I want to group by keeping the continuous columns as rows and the categorical factors as the column headers with the aggregated record being the mean or min or max. This is a fundamental question, the answer to which I am not being able to figure out. Take the iris data as an example. I want to get the mean of sepal.width and sepal.length with respect to every species category.
library(dplyr)
mydata2 <-iris
# Groupby function for dataframe in R
summarise_at(group_by(mydata2,Species),vars(Sepal.Length),funs(mean(.,na.rm=TRUE)))
OUTPUT
Species Sepal.Length
<fct> <dbl>
1 setosa 5.01
2 versicolor 5.94
3 virginica 6.59
I want to get the same output with Sepal.Length as my rows instead of Species and the various factors of Species as my columns. I also want Sepal.Width, Petal.Length, Petal.Width as well How will I do that?
This is what I am looking for -
Species setosa versicolor virginica
1 Sepal.Length 5.01 5.94 6.59
Below this there should be Sepal.Width and other continuous columns as well. I have tried transposing but that is changing everything to character data type.
CodePudding user response:
One option to achieve your desired result would be to reshape your data after summarise
via e.g. pivot_longer
and pivot_wider
. If you do that often you could put the code into a convenience function to do that in one step:
Note: I also dropped the summarise_at
and switched to the new API using across
and where
.
library(dplyr)
library(tidyr)

→ Exercise instructions
(1) Answer these questions about the thread on reshaping grouped means in R:
(a) What mean Sepal.Length does the first output give for virginica?
(b) What did transposing do to the data when the asker tried it?
(c) Which two functions does the reply suggest for reshaping the data after summarise?
(2) Resume the thread on reshaping grouped means in R, picking up right after its final line of code.
The lines that follow have no connection to the R thread above.

→ Information shown
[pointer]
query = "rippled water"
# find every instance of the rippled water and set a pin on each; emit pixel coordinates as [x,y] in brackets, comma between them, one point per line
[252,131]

→ Results of the tasks
(1)
(a) 6.59
(b) It changed everything to character data type.
(c) pivot_longer and pivot_wider

(2)
summarise(group_by(iris, Species), across(where(is.numeric), mean, na.rm=TRUE)) %>%
pivot_longer(-Species, names_to = "var") %>%
pivot_wider(names_from = Species, values_from = value)
#> # A tibble: 4 × 4
#> var setosa versicolor virginica
#> <chr> <dbl> <dbl> <dbl>
#> 1 Sepal.Length 5.01 5.94 6.59
#> 2 Sepal.Width 3.43 2.77 2.97
#> 3 Petal.Length 1.46 4.26 5.55
#> 4 Petal.Width 0.246 1.33 2.03
CodePudding user response:
You can use tapply
insinde lapply
:
do.call(rbind, lapply(iris[sapply(iris, is.numeric)],
function(x) tapply(x, iris$Species, mean)))
# setosa versicolor virginica
#Sepal.Length 5.006 5.936 6.588
#Sepal.Width 3.428 2.770 2.974
#Petal.Length 1.462 4.260 5.552
#Petal.Width 0.246 1.326 2.026
CodePudding user response:
iris %>%
group_by(Species) %>%
summarize(across(everything(), mean)) %>%
t()
[,1] [,2] [,3]
Species "setosa" "versicolor" "virginica"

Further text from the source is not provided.